▸ Given problem:
Quote the lines below word for word, starting at the line that contains "of the white" and ending at the last line, with both ends included. Leave the pictures out of your answer.

--- START OF Record excerpts ---

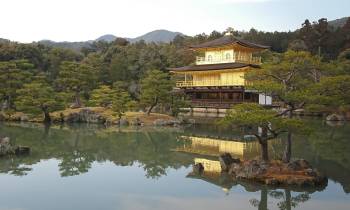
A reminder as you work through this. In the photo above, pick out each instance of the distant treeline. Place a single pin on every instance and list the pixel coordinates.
(124, 65)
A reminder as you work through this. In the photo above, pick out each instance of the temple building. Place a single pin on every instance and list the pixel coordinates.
(217, 78)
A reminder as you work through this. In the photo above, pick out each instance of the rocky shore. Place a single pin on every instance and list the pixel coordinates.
(100, 115)
(6, 148)
(298, 173)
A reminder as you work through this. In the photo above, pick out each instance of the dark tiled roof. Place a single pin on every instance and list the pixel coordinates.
(227, 40)
(212, 67)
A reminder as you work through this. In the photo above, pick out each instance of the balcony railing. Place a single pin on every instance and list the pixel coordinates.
(210, 83)
(239, 58)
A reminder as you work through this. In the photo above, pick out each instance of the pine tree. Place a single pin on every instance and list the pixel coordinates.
(155, 89)
(76, 78)
(38, 97)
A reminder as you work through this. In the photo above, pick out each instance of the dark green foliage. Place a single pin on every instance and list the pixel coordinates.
(155, 89)
(38, 97)
(268, 120)
(13, 75)
(77, 78)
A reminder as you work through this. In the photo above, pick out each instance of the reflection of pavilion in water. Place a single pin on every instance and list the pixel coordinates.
(208, 149)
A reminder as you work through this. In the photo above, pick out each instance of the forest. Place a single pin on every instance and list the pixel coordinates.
(37, 79)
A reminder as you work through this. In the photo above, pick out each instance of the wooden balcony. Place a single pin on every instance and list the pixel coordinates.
(210, 83)
(238, 58)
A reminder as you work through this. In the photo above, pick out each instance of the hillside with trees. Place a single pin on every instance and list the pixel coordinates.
(65, 78)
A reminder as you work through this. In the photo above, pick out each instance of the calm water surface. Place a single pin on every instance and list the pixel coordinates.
(91, 167)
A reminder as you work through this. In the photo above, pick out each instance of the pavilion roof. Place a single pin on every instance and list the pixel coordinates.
(229, 40)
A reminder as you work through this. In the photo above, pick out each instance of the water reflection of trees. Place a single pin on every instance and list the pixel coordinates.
(78, 147)
(327, 148)
(285, 199)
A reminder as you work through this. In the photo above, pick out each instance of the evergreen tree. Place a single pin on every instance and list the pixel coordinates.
(13, 75)
(76, 78)
(38, 97)
(103, 96)
(268, 120)
(288, 80)
(155, 89)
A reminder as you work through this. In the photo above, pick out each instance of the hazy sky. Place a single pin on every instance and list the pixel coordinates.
(77, 20)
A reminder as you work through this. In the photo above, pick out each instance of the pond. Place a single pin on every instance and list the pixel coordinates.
(93, 167)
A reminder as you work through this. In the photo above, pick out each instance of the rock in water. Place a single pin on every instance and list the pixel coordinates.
(226, 161)
(22, 150)
(335, 117)
(198, 168)
(5, 146)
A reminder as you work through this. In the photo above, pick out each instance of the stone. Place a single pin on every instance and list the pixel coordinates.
(24, 118)
(2, 116)
(294, 166)
(335, 117)
(226, 160)
(22, 150)
(85, 115)
(123, 122)
(5, 146)
(272, 181)
(198, 168)
(136, 122)
(162, 122)
(311, 172)
(303, 164)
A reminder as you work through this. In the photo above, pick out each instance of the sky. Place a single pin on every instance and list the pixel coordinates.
(80, 20)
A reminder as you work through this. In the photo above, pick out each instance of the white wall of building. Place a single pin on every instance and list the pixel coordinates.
(265, 100)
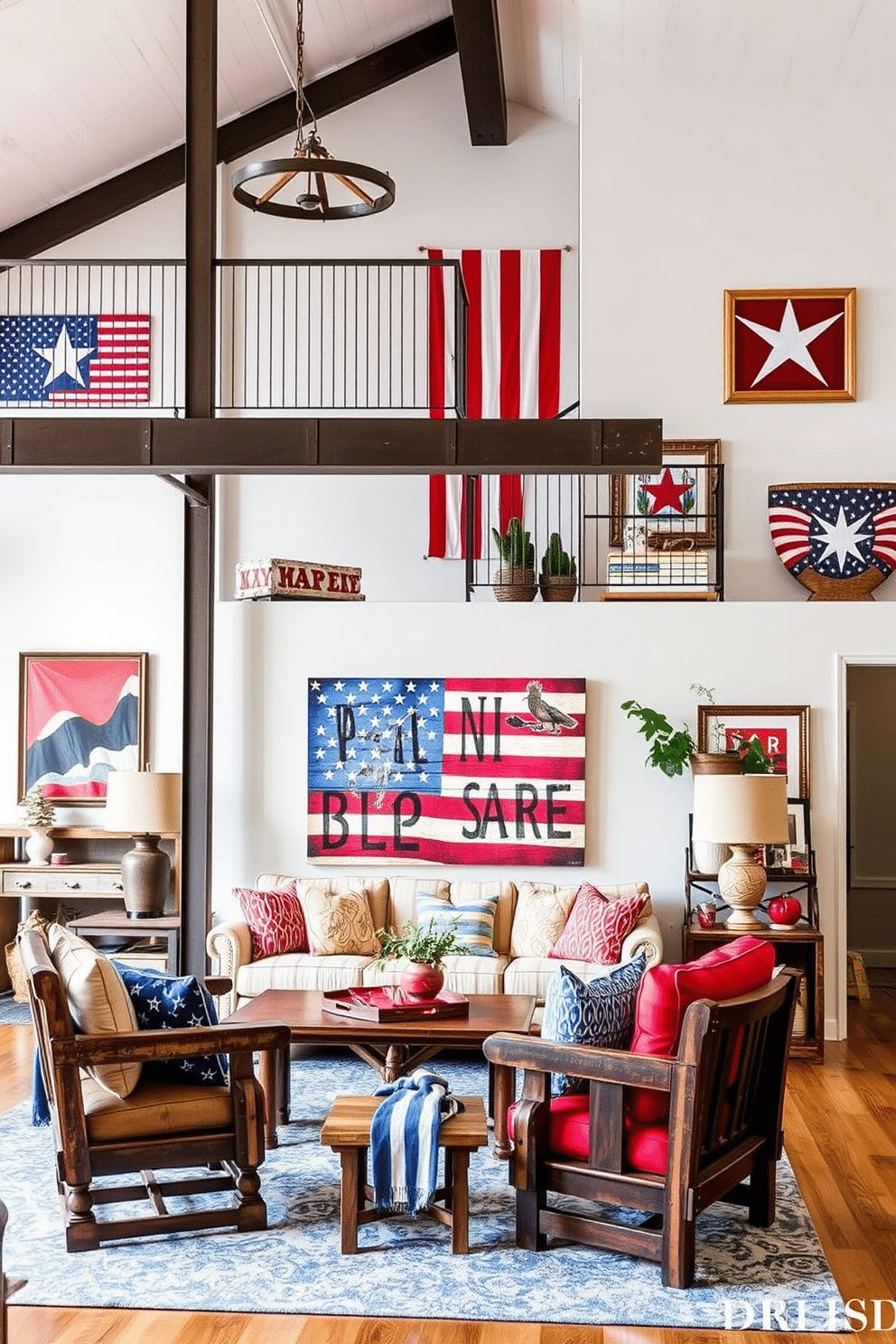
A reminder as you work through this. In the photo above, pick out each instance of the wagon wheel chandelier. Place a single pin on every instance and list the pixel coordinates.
(363, 191)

--- END OF Record excerpts ---

▸ Exercise answer:
A reminder as you work through this. In the photo above, pick out each instance of the white wall of building. Place a single pin on every instance and list the pixel coordinates.
(265, 100)
A reminder as you work through this. In the photo above, pick out each instance of the wagon wheel chandelier. Place a single pin on every instance and list the pixel coordinates.
(363, 191)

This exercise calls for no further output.